= Available records =
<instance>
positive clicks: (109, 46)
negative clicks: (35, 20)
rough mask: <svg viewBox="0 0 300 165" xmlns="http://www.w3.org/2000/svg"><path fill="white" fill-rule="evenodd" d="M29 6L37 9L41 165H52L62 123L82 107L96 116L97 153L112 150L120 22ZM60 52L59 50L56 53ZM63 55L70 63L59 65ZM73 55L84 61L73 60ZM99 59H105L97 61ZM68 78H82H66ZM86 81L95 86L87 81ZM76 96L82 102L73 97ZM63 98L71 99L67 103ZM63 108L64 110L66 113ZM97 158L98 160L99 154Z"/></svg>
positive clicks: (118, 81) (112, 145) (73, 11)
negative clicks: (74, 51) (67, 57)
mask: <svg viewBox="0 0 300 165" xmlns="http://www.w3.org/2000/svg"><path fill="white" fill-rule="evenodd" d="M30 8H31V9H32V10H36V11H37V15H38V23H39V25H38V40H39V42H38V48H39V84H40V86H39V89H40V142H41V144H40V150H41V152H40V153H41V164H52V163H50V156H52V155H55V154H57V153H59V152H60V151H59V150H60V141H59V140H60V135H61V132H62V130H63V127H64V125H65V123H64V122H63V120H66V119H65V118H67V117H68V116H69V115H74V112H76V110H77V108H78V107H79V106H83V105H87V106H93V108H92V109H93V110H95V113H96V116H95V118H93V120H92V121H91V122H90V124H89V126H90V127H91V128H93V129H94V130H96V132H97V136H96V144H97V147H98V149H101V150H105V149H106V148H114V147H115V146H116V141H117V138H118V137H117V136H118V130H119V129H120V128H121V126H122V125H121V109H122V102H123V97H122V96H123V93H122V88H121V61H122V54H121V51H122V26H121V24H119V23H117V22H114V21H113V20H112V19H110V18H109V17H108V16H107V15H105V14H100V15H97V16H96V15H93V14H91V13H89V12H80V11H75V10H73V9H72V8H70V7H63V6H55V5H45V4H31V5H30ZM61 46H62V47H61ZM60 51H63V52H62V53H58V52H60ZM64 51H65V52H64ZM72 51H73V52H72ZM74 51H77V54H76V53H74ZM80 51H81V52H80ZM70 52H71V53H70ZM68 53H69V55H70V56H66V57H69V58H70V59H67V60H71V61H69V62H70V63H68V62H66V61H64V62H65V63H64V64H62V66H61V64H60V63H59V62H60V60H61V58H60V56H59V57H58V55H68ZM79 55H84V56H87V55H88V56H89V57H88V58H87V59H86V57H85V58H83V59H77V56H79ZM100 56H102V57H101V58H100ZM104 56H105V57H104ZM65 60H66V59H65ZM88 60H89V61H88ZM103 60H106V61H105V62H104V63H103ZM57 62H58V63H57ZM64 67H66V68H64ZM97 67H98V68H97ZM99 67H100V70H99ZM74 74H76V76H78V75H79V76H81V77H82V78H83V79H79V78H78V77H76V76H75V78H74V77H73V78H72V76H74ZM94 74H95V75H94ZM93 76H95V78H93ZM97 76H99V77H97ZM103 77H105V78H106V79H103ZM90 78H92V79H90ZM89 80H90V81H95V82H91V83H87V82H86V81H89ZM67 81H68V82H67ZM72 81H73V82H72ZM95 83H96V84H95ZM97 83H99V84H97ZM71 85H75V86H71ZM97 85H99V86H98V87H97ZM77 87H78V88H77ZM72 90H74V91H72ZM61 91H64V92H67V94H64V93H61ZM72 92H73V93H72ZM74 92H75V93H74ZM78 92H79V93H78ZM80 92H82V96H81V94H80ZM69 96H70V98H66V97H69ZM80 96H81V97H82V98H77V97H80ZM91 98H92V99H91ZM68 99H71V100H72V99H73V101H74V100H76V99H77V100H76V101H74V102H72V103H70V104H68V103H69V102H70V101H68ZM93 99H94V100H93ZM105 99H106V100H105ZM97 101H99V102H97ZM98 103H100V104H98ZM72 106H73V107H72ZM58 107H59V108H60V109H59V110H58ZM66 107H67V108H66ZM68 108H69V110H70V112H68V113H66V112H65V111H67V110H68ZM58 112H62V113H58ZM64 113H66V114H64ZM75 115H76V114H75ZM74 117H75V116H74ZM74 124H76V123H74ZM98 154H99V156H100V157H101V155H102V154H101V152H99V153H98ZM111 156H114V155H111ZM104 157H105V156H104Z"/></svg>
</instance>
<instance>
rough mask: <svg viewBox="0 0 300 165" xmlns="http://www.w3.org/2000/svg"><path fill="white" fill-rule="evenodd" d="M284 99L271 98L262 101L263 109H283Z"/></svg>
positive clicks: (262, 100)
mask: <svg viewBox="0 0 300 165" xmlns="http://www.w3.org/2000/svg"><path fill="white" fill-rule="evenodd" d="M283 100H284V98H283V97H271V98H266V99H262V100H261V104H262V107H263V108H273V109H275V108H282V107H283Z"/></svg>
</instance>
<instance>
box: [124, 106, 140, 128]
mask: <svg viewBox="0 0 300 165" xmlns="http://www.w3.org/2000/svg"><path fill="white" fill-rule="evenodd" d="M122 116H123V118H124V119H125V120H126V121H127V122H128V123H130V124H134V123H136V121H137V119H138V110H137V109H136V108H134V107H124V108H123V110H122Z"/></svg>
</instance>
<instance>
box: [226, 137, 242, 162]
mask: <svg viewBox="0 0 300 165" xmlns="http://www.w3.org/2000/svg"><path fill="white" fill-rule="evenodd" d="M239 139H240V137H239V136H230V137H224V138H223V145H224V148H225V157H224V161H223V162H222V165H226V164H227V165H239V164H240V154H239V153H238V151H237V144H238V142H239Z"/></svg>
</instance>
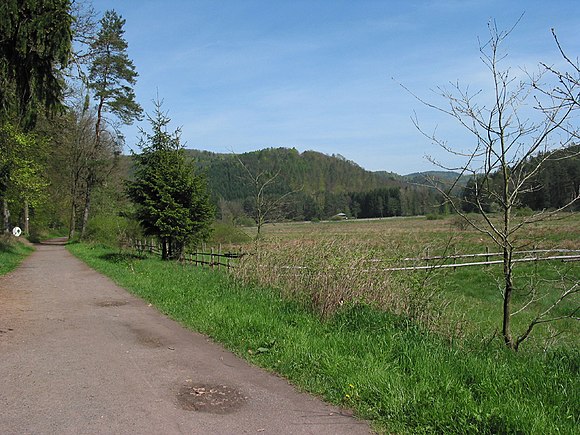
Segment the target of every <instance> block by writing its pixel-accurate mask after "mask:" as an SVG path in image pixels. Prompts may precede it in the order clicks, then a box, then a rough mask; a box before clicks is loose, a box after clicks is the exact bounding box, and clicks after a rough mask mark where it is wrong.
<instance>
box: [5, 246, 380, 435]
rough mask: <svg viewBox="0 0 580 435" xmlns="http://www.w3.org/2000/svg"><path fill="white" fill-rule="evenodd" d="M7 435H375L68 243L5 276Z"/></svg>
mask: <svg viewBox="0 0 580 435" xmlns="http://www.w3.org/2000/svg"><path fill="white" fill-rule="evenodd" d="M0 433H1V434H4V435H5V434H101V433H110V434H128V433H131V434H214V433H216V434H217V433H219V434H252V433H258V434H277V435H280V434H286V433H288V434H368V433H369V427H368V425H367V424H366V423H364V422H360V421H357V420H355V419H354V418H352V417H349V416H348V415H345V413H341V411H340V410H339V409H337V408H334V407H331V406H328V405H326V404H324V403H322V402H321V401H319V400H317V399H315V398H313V397H311V396H309V395H306V394H302V393H299V392H297V391H296V390H295V389H294V388H292V387H291V386H289V385H288V384H287V383H286V382H285V381H284V380H283V379H280V378H278V377H276V376H274V375H271V374H268V373H266V372H264V371H262V370H259V369H257V368H255V367H251V366H249V365H248V364H247V363H246V362H244V361H243V360H241V359H239V358H237V357H236V356H234V355H233V354H231V353H230V352H228V351H225V350H224V349H223V348H221V347H220V346H218V345H216V344H213V343H212V342H210V341H209V340H208V339H207V338H206V337H204V336H202V335H199V334H196V333H192V332H190V331H188V330H186V329H184V328H182V327H181V326H179V325H178V324H177V323H175V322H173V321H171V320H169V319H167V318H166V317H164V316H163V315H161V314H159V312H158V311H156V310H155V308H154V307H150V306H148V305H147V304H146V303H144V302H143V301H141V300H140V299H137V298H135V297H133V296H131V295H129V294H128V293H127V292H126V291H125V290H123V289H121V288H119V287H117V286H116V285H115V284H113V283H112V282H111V281H110V280H109V279H108V278H106V277H104V276H102V275H100V274H98V273H97V272H94V271H93V270H91V269H90V268H88V267H87V266H85V265H84V264H83V263H81V262H80V261H78V260H76V259H75V258H74V257H73V256H72V255H70V254H69V253H68V252H67V251H66V250H65V249H64V247H63V246H62V245H60V244H58V243H56V242H55V243H53V244H45V245H40V246H38V247H37V251H36V252H35V253H34V254H32V255H31V256H30V257H29V258H27V259H26V260H25V261H24V263H23V264H22V265H21V266H20V267H19V268H18V269H17V270H16V271H14V272H12V273H11V274H9V275H7V276H4V277H0Z"/></svg>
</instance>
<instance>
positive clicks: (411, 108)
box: [92, 0, 580, 175]
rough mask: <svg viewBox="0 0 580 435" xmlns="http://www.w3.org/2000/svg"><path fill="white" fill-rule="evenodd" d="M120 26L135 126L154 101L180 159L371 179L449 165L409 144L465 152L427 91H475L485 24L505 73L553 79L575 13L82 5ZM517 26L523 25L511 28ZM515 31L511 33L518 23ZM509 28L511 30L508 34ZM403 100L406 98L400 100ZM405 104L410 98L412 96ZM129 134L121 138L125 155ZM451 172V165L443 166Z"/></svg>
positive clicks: (385, 3) (412, 8)
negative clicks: (328, 161) (434, 109)
mask: <svg viewBox="0 0 580 435" xmlns="http://www.w3.org/2000/svg"><path fill="white" fill-rule="evenodd" d="M92 4H93V7H94V8H95V10H96V11H97V12H100V13H101V14H102V13H103V12H104V11H105V10H108V9H115V10H116V11H117V12H118V13H119V14H120V15H121V16H122V17H123V18H124V19H125V20H126V24H125V38H126V40H127V42H128V44H129V48H128V54H129V57H130V58H131V59H132V60H133V62H134V64H135V66H136V69H137V72H138V74H139V77H138V81H137V85H136V86H135V91H136V95H137V100H138V102H139V103H140V104H141V105H142V106H143V108H144V110H145V112H147V113H152V112H153V108H154V106H153V100H154V99H156V98H157V96H159V98H160V99H162V100H163V109H164V110H165V111H166V112H167V113H168V116H169V117H170V118H171V120H172V123H171V125H170V129H171V130H174V129H176V128H178V127H179V128H181V130H182V136H181V138H182V142H183V143H184V144H185V146H186V148H195V149H201V150H208V151H213V152H218V153H230V152H235V153H244V152H247V151H254V150H258V149H263V148H269V147H288V148H292V147H294V148H296V149H298V150H299V151H301V152H302V151H306V150H314V151H319V152H322V153H325V154H329V155H331V154H340V155H342V156H343V157H345V158H346V159H348V160H352V161H354V162H356V163H357V164H358V165H360V166H362V167H363V168H365V169H367V170H371V171H379V170H381V171H382V170H384V171H390V172H395V173H398V174H402V175H404V174H409V173H413V172H419V171H428V170H436V169H438V168H437V167H436V166H434V165H433V164H432V163H430V162H429V160H428V159H426V156H431V157H433V158H435V159H438V160H440V161H442V162H445V160H446V159H447V158H450V157H449V156H447V155H445V154H444V153H443V151H442V150H441V149H440V148H439V147H437V146H436V145H434V144H433V143H431V142H430V141H429V140H428V139H427V138H426V137H425V136H424V135H422V134H421V133H420V132H419V131H418V130H417V128H416V127H415V126H414V124H413V122H412V120H411V119H412V117H414V116H416V118H417V119H418V121H419V123H420V124H421V126H422V127H423V128H424V129H425V130H426V131H428V132H432V131H435V130H436V131H437V133H438V134H439V135H440V136H442V137H444V138H445V139H448V140H449V141H454V140H455V141H457V140H459V141H461V142H462V143H468V142H469V141H470V140H472V139H471V138H469V137H468V136H466V135H465V134H464V133H463V132H462V130H461V128H460V126H459V125H458V124H457V123H456V122H453V120H451V119H450V118H449V117H447V116H445V115H444V114H443V113H441V112H438V111H436V110H433V109H429V108H428V107H426V106H425V105H424V104H422V103H421V102H420V101H418V100H417V98H416V97H415V96H418V97H420V98H421V99H425V100H427V101H429V102H433V103H435V104H438V105H444V104H445V101H443V100H441V98H438V95H437V89H438V87H444V88H448V87H449V85H450V84H451V83H460V84H461V85H462V86H469V87H470V89H472V90H476V91H477V90H479V89H482V90H486V89H489V86H490V79H491V75H490V73H489V71H488V70H487V69H486V67H485V65H484V64H483V63H482V62H481V59H480V52H479V47H480V44H481V42H484V41H486V40H487V39H489V30H488V23H489V22H490V20H494V21H495V23H496V25H497V27H498V28H499V29H500V30H507V29H510V28H512V27H513V26H514V24H516V22H517V23H518V24H517V25H516V27H515V29H514V30H513V32H512V33H511V34H510V37H509V38H508V39H507V40H506V44H505V47H504V50H505V53H506V54H507V58H506V59H505V60H504V61H503V62H506V63H505V65H506V66H508V65H509V66H510V67H511V68H513V71H516V74H517V72H518V71H520V72H521V71H522V69H524V68H525V69H526V70H528V71H529V70H533V69H534V68H537V65H538V63H539V62H540V61H541V62H545V63H547V64H551V65H561V64H562V59H561V57H560V56H559V52H558V50H557V47H556V44H555V43H554V40H553V38H552V34H551V29H552V28H554V29H555V31H556V32H557V34H558V38H559V40H560V42H561V44H562V45H563V46H564V47H565V48H566V51H567V53H569V54H571V55H573V56H574V57H576V56H578V55H580V37H579V36H578V31H577V28H578V21H579V19H580V1H578V0H567V1H564V0H561V1H560V0H551V1H545V0H541V1H535V0H529V1H525V0H510V1H508V0H487V1H484V0H439V1H435V0H433V1H428V0H423V1H420V0H417V1H415V0H407V1H398V0H393V1H390V0H382V1H375V0H348V1H343V0H162V1H155V0H93V2H92ZM522 14H523V16H522ZM520 17H521V20H520ZM518 20H519V22H518ZM405 88H406V89H405ZM414 95H415V96H414ZM138 127H141V128H144V129H145V130H147V129H148V123H147V122H146V121H142V122H138V123H136V124H134V125H133V126H129V127H124V128H123V129H122V131H123V133H124V135H125V137H126V146H125V151H126V152H128V151H129V150H130V149H132V150H134V151H138V148H137V147H136V143H137V140H138V137H139V130H138ZM450 164H451V165H452V162H450Z"/></svg>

= Exercise details =
Please copy the lines above word for word, starting with the first one and stopping after the line that contains "positive clicks: (118, 81)".

= Written solution =
<instance>
positive clicks: (109, 46)
negative clicks: (35, 20)
rough mask: <svg viewBox="0 0 300 165" xmlns="http://www.w3.org/2000/svg"><path fill="white" fill-rule="evenodd" d="M29 6L37 9L41 165H52L62 123L82 107L96 116L97 153L112 150L120 22ZM60 52L59 50L56 53ZM63 55L70 63L59 65ZM73 55L84 61L73 60ZM99 59H105L97 61ZM68 78H82H66ZM86 81L95 86L87 81ZM76 96L82 102L73 97ZM63 98L71 99L67 103ZM63 108L64 110L66 113ZM97 158L98 160L99 154Z"/></svg>
positive clicks: (118, 81) (112, 145) (73, 11)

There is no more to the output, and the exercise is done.